#### Records supplied ####

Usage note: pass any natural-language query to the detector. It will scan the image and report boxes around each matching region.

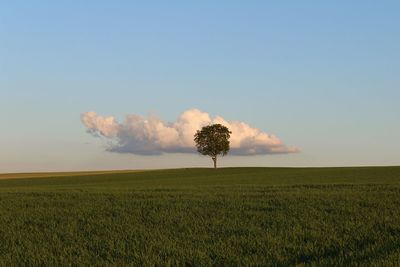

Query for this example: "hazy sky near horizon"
[0,0,400,172]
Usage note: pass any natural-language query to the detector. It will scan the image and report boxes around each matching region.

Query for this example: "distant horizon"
[0,165,400,177]
[0,0,400,173]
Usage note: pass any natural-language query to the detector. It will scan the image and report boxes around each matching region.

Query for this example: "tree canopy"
[194,124,232,168]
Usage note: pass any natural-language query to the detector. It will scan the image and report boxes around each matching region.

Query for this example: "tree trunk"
[212,156,217,169]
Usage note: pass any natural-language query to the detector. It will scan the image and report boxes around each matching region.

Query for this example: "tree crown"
[194,124,232,157]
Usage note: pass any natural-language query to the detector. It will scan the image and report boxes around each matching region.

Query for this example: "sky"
[0,0,400,172]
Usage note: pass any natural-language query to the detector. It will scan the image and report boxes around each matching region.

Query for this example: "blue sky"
[0,1,400,172]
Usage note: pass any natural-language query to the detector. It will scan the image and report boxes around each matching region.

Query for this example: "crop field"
[0,167,400,266]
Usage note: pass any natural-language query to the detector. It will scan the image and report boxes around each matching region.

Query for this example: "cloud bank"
[81,109,299,155]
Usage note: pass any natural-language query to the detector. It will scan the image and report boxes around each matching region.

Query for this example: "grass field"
[0,167,400,266]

####

*Given instruction*
Starting at the beginning of the material and ending at the line that contains "[0,1,400,172]", write out every line again, with each bounding-box coordinate offset by adding 104. Leave the pictures out.

*Final answer*
Usage note: pass any natural-language query to the detector. It will scan the image and report boxes around each matching region.


Query for this example: "hazy sky near horizon"
[104,104,504,276]
Usage note: pass any natural-language query to the detector. It will scan the image and report boxes around each matching region.

Query for this example: "distant horizon"
[104,269,504,281]
[104,104,504,277]
Usage note: pass any natural-language query to the detector. It will scan the image and report boxes around each matching region.

Query for this example: "tree canopy"
[298,228,336,272]
Usage note: pass any natural-language query to the detector. It will scan the image and report boxes around each matching region.

Query for this example: "tree trunk"
[316,260,321,273]
Usage note: pass any natural-language query to the detector. It will scan the image and report boxes around each matching region.

Query for this example: "tree crown"
[298,228,336,261]
Usage note: pass any natural-language query to the detector. It will scan the image and report boxes around each matching region.

Query for this example: "sky"
[104,104,504,276]
Usage note: pass any natural-language query to the detector. It will scan the image and report boxes around each matching region.

Query for this example: "blue sky"
[104,105,504,276]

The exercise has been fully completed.